**Action item:** Each line of the data below that contains "foliage" must be copied.

**Provided records:**
====
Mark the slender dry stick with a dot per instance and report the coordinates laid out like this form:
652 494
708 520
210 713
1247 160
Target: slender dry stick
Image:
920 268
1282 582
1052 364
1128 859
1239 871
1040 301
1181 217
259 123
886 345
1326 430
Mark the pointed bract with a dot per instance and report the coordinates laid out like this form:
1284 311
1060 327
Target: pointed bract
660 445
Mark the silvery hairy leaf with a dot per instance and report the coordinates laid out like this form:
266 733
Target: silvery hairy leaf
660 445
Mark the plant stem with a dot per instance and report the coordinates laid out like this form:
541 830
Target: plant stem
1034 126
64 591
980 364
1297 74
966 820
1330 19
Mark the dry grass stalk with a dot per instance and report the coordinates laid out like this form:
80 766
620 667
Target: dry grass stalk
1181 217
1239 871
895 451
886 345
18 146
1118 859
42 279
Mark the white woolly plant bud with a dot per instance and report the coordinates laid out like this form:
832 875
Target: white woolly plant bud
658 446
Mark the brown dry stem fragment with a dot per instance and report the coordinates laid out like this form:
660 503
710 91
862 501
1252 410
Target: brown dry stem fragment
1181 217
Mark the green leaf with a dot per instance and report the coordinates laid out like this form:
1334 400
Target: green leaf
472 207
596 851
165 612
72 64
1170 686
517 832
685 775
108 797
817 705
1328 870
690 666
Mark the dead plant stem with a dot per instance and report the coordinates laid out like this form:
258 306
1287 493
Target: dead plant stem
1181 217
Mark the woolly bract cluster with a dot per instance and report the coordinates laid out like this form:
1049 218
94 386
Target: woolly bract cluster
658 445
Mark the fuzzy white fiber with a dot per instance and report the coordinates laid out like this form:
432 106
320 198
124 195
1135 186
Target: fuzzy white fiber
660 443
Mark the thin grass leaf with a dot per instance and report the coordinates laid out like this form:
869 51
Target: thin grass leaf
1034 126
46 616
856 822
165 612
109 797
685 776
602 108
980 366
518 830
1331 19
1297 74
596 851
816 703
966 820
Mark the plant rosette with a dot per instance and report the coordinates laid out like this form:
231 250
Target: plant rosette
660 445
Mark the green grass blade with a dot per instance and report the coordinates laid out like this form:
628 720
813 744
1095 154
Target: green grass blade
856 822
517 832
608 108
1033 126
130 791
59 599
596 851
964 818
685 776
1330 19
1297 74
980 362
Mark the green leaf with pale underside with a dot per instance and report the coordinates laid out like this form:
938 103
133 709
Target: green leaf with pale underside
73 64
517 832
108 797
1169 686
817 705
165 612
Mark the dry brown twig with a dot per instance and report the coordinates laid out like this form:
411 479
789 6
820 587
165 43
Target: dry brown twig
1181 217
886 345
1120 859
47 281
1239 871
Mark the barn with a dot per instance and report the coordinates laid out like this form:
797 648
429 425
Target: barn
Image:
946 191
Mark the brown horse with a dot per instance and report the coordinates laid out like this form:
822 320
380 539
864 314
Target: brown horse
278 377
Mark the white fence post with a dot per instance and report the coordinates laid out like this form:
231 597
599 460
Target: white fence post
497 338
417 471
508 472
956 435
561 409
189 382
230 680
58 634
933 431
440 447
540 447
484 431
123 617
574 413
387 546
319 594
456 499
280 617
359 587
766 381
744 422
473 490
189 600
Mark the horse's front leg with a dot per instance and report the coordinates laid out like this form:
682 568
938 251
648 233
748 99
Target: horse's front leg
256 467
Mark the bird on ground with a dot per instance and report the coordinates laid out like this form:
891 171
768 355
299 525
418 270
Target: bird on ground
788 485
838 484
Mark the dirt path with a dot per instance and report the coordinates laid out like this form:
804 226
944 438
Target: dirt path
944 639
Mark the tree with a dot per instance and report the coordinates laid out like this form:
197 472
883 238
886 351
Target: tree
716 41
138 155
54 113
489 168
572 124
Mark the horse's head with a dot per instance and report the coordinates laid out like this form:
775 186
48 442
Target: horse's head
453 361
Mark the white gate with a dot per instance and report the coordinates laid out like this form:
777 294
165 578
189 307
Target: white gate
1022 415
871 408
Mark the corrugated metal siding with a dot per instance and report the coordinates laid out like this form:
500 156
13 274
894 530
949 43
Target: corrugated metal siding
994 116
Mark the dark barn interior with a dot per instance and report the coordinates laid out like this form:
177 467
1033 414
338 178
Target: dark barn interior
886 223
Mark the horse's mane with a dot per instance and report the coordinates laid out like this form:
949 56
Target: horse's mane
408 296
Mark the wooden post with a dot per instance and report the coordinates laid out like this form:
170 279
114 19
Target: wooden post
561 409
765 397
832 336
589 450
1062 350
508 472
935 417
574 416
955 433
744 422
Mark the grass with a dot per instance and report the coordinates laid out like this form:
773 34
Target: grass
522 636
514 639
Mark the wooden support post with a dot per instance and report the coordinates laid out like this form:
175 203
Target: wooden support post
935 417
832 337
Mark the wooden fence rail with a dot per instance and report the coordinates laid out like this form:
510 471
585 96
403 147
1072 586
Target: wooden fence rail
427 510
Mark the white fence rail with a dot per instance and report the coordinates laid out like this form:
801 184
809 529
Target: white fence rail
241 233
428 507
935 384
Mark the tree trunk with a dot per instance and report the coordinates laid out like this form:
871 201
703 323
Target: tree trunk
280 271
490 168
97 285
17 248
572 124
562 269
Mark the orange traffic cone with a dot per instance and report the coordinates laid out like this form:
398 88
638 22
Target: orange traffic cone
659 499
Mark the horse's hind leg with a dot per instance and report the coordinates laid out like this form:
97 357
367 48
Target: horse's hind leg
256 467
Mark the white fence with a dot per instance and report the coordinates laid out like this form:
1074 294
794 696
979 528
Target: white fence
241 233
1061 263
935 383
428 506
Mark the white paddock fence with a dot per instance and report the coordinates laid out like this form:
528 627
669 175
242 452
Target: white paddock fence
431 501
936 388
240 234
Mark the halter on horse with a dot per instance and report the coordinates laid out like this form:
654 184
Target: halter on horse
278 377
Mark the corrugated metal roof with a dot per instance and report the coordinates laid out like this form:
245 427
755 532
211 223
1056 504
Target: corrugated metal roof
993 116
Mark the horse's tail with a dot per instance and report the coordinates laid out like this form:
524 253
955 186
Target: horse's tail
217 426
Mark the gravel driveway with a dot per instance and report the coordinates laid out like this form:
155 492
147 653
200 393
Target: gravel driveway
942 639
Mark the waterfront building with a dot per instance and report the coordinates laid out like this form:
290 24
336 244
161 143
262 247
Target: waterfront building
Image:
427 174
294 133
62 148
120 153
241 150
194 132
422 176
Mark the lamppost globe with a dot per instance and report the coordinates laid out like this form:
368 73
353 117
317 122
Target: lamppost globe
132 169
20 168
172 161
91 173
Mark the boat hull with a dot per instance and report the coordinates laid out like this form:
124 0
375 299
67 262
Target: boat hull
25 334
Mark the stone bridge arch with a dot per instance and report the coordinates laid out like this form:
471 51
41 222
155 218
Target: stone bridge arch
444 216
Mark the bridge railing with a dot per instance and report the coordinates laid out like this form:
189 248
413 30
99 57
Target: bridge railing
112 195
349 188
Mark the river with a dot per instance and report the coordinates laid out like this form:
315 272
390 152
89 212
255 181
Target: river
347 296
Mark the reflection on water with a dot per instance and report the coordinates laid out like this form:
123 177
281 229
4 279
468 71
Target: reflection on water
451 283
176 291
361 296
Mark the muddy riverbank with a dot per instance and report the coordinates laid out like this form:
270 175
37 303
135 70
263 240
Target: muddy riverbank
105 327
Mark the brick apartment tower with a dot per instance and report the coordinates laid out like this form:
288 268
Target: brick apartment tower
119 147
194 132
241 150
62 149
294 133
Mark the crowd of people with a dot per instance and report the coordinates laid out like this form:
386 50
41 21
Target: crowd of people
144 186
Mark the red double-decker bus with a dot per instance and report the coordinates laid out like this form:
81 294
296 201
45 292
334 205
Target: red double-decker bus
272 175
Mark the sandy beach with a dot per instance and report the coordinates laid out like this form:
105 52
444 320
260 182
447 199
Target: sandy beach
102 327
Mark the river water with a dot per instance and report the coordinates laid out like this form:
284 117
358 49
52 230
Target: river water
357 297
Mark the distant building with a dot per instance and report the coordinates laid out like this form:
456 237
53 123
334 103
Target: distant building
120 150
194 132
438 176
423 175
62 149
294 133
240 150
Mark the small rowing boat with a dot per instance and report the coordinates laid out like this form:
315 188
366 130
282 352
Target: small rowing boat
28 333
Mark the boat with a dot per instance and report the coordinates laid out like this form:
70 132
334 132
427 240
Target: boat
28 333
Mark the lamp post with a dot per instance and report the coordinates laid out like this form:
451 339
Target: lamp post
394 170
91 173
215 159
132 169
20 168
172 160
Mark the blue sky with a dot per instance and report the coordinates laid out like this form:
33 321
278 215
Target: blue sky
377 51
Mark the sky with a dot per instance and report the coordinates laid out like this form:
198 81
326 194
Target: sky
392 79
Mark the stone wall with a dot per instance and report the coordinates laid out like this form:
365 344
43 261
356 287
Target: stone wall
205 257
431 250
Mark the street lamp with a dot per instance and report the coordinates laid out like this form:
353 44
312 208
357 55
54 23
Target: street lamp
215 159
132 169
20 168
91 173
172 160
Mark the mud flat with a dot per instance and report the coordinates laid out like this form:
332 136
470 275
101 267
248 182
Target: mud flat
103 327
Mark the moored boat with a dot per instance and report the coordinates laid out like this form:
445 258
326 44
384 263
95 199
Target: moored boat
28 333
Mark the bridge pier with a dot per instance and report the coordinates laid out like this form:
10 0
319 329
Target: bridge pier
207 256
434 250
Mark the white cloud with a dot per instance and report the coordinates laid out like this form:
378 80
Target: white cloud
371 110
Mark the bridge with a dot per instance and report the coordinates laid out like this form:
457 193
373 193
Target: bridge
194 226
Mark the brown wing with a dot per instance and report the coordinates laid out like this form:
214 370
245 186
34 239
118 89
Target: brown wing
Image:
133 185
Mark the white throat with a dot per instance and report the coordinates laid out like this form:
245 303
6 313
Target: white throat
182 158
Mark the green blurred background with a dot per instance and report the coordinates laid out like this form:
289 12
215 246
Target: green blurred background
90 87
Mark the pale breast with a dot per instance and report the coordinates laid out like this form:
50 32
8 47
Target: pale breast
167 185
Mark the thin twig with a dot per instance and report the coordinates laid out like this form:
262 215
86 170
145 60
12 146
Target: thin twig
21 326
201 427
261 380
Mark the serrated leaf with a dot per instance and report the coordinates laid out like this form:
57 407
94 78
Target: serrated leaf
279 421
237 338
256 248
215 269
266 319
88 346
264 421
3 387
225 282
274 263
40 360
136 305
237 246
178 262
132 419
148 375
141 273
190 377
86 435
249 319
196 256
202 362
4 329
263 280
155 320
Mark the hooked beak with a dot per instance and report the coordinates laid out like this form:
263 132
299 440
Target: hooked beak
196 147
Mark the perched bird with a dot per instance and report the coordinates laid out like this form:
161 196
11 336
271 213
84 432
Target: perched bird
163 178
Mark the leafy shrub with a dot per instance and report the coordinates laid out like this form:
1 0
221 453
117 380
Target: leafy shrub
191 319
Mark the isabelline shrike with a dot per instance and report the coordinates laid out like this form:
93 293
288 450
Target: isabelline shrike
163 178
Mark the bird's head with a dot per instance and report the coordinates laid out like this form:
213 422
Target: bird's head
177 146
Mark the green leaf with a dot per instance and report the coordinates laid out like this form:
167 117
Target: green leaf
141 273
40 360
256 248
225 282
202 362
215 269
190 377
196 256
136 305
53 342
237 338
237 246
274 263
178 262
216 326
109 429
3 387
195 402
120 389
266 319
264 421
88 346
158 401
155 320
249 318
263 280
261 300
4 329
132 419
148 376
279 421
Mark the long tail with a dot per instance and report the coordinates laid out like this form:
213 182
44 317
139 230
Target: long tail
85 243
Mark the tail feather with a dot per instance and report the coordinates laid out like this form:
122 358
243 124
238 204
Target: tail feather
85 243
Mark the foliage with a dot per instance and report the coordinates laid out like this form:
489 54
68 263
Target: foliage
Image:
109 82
====
**Written answer:**
Mark the foliage with a dot per instance and report the coordinates laid out like this form:
Target: foliage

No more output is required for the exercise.